=== READING PASSAGE ===
In the early 1980s, the Olympic Movement was plumbing the depths of crisis. Since 1972, when 11 members of the Israeli team were killed by Palestinian terrorists, the Games had been a focus for international political strife. A boycott in 1976 in Montreal, when 17 African countries withdrew in protest against New Zealand's continuing sporting links with South Africa, was followed by a more aggressive anti-Soviet boycott of Moscow in 1980, and an inevitable retaliation against Los Angeles in 1984.
Financially, the picture was no better. The cost of the Montreal Games in 1976 ballooned from an original estimate of US$300 million to over US$1 billion. The debt has only just been cleared by the city at a final cost of around US$2 billion. The Los Angeles Games were delivered by a private consortium because no city authority would bid for them.
When Juan Samaranch was elected to the Presidency of the IOC in 1980, the organization had only US$200,000 in cash, and almost all its revenues were diverted to the Organizing Committees of the forthcoming Summer and Winter Games to help to offset some of the costs.
Michael Payne (L) is talking with China.org.cn reporter David Ferguson.
It was in this context that Michael Payne, along with a small team of colleagues, was drafted in to rebuild the commercial structure of the Olympics. They were part of a team from a newly-launched company in what was then the fledgling industry of sports marketing. Shortly afterwards Payne was appointed the IOC's first ever Marketing Director, the start of a relationship that has continued to the present day. He has worked with every one of the marketing managers of each of the Games Organizing Committees since then.

=== WORK TO BE COMPLETED ===
Copy everything from "When Juan Samaranch" down to "reporter David Ferguson." in the passage on Olympic marketing, replacing "revenues" with "income".

[Rows from a box-labeling dataset]
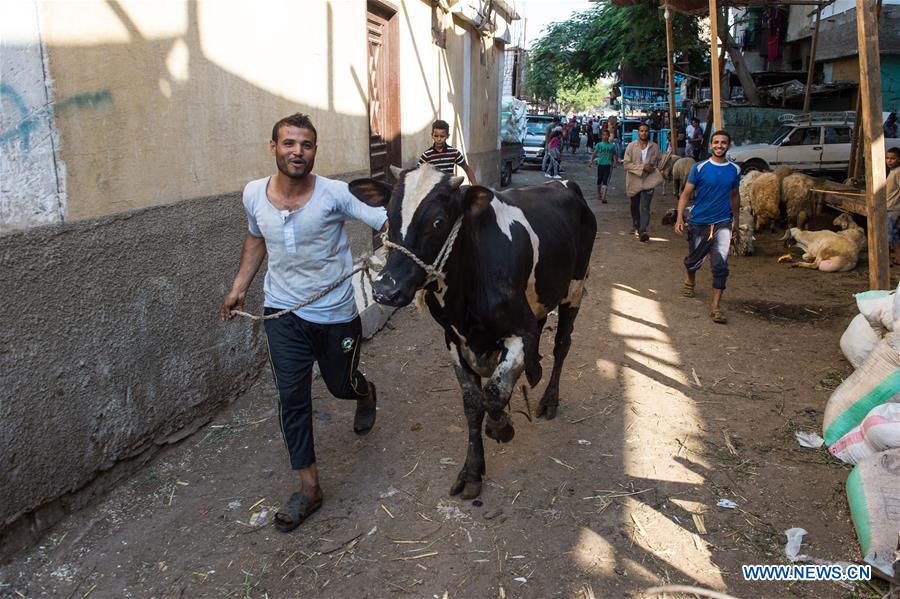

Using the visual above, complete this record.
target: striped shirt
[419,145,466,175]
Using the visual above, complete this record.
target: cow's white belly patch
[450,325,500,377]
[491,197,547,318]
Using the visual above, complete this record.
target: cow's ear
[350,179,392,208]
[462,185,494,216]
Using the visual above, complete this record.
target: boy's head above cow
[350,163,494,306]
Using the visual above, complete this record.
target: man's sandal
[275,491,322,532]
[353,382,378,435]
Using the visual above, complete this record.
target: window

=== RESULT OF THE EXERCISE ===
When Juan Samaranch was elected to the Presidency of the IOC in 1980, the organization had only US$200,000 in cash, and almost all its income were diverted to the Organizing Committees of the forthcoming Summer and Winter Games to help to offset some of the costs.
Michael Payne (L) is talking with China.org.cn reporter David Ferguson.